Items from a data source
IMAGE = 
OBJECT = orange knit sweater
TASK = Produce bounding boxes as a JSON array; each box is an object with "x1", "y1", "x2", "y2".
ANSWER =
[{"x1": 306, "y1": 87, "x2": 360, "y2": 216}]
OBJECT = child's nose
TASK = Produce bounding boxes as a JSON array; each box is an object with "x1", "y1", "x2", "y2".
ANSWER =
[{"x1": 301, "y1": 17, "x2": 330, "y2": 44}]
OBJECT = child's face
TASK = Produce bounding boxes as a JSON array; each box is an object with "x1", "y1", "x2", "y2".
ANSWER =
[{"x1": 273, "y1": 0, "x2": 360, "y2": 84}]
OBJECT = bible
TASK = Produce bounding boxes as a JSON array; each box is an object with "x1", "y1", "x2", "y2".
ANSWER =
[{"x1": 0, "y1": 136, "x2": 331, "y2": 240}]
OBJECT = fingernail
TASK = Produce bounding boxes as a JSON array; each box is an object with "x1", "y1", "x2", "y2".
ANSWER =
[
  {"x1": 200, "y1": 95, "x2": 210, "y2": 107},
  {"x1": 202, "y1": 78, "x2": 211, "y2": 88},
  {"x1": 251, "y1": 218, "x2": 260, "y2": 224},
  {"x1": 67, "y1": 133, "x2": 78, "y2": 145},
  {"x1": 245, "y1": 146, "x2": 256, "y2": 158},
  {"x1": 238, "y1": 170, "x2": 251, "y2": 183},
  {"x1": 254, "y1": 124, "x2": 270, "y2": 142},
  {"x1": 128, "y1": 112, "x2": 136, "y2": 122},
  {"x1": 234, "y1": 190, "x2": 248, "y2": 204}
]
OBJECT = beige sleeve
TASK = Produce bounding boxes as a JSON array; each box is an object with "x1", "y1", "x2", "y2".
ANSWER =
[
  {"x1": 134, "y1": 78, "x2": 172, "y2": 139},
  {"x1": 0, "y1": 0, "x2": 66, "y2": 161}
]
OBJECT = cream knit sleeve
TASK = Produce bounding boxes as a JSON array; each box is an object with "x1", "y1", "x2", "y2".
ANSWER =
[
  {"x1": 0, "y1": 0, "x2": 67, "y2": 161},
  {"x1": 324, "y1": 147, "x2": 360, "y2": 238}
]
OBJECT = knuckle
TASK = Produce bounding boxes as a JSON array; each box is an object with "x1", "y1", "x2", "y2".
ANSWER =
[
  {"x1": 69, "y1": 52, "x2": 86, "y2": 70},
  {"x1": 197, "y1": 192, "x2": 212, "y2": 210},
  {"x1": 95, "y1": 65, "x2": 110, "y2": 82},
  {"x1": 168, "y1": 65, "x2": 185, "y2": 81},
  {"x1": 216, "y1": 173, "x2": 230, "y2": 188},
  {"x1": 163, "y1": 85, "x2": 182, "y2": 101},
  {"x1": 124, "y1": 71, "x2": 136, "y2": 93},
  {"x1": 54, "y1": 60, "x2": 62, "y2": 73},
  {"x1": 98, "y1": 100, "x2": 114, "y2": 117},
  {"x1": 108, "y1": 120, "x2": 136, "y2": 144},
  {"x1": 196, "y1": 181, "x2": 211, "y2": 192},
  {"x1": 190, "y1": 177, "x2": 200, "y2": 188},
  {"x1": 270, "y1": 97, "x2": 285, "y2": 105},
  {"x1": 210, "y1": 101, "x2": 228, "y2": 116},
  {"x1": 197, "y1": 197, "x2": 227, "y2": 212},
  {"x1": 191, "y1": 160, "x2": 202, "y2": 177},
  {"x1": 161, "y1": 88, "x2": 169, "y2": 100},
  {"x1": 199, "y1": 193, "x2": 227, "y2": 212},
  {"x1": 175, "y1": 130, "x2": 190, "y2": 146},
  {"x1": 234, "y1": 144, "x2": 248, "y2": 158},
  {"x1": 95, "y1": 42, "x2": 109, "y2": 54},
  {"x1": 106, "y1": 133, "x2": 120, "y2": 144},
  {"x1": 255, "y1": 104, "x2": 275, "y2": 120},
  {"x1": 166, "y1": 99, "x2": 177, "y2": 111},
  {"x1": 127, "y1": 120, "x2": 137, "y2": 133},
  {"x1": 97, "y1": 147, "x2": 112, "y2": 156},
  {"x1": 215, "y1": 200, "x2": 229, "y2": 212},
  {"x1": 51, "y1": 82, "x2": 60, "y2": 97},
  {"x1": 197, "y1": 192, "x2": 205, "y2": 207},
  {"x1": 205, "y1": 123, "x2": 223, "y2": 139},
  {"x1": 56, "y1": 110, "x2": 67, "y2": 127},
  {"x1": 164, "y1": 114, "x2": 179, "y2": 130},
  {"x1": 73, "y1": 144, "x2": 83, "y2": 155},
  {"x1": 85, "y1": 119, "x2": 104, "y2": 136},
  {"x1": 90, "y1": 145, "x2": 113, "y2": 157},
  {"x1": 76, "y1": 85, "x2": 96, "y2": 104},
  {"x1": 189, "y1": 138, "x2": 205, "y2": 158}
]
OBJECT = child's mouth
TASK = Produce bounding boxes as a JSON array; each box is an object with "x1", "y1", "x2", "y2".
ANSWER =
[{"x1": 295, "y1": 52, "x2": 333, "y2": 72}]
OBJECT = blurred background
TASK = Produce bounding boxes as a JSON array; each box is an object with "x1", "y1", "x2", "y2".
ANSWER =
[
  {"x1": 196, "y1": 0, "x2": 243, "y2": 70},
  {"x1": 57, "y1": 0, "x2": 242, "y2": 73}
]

> [Task requirements] Show each line of the data that contains the string "child".

> [Exercise output]
OBJECT = child's nose
OBJECT = child's face
OBJECT = child's mouth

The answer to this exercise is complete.